### REQUIRED ACTION
Line for line, the listing below is to be transcribed exactly.

### THE DATA
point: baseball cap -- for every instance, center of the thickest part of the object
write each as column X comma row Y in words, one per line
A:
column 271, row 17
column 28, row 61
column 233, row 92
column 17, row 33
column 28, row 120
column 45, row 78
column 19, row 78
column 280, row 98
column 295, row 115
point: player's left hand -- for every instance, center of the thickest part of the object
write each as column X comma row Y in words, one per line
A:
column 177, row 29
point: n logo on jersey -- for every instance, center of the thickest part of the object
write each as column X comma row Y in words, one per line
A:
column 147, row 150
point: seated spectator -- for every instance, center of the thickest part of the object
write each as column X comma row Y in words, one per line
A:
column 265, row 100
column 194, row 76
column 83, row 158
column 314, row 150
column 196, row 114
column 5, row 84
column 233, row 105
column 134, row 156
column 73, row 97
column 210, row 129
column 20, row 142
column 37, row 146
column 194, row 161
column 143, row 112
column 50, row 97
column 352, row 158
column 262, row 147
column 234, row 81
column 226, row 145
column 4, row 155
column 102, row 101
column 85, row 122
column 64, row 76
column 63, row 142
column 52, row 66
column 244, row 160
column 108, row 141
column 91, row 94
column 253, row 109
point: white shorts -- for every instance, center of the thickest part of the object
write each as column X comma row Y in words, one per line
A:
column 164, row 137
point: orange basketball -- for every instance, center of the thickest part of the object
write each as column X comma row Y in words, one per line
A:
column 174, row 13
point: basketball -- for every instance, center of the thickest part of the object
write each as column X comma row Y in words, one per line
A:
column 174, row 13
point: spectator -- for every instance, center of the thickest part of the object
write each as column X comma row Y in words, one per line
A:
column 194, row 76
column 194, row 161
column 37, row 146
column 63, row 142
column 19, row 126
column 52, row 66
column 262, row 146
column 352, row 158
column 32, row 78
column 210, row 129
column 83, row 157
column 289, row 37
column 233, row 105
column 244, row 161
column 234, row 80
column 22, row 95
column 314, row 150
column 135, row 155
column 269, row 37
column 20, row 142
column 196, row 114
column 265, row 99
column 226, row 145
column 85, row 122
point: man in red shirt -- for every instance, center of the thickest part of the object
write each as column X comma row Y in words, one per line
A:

### ANSWER TO THIS EXERCISE
point: baseball cap -- for every instance, center of the thickest part of the object
write each as column X comma row Y in words, one per line
A:
column 271, row 17
column 28, row 61
column 233, row 92
column 17, row 33
column 28, row 120
column 45, row 78
column 19, row 78
column 280, row 98
column 295, row 115
point: player's left hand -- for every instance, center of the thickest part of the object
write each as column X comma row Y in words, one per line
A:
column 177, row 29
point: n logo on jersey -- for every instance, center of the thickest part of the object
write each as column X comma row Y in words, one per line
A:
column 147, row 150
point: seated spectator -- for every instance, center of the thickest part of the object
write each as column X comma row Y in words, one per line
A:
column 265, row 100
column 194, row 76
column 83, row 158
column 314, row 150
column 196, row 114
column 5, row 84
column 233, row 105
column 134, row 156
column 73, row 97
column 210, row 129
column 20, row 142
column 37, row 146
column 194, row 161
column 143, row 112
column 50, row 97
column 352, row 158
column 262, row 147
column 234, row 81
column 226, row 145
column 4, row 155
column 102, row 101
column 85, row 122
column 64, row 76
column 63, row 142
column 52, row 66
column 244, row 160
column 108, row 141
column 91, row 94
column 253, row 109
point: white shorts -- for every instance, center of the thickest part of the object
write each as column X comma row Y in words, one per line
A:
column 164, row 137
point: orange basketball -- for every instance, center of the thickest part of the object
write each as column X comma row Y in words, one per line
A:
column 174, row 13
point: basketball -- for every instance, center of the thickest part of the object
write each as column X comma row Y in words, one per line
A:
column 174, row 13
point: spectator -- for every instance, center of the thickest part of the object
write each as column X comma row Y in words, one per line
A:
column 194, row 76
column 194, row 161
column 37, row 146
column 63, row 142
column 19, row 126
column 52, row 66
column 262, row 146
column 352, row 158
column 32, row 78
column 210, row 129
column 83, row 157
column 289, row 37
column 233, row 105
column 244, row 161
column 234, row 80
column 22, row 95
column 314, row 150
column 135, row 155
column 269, row 37
column 20, row 142
column 196, row 114
column 265, row 99
column 226, row 145
column 85, row 122
point: man in red shirt -- for every instance, center of the thickest part of the object
write each as column X comma row Y in words, one per line
A:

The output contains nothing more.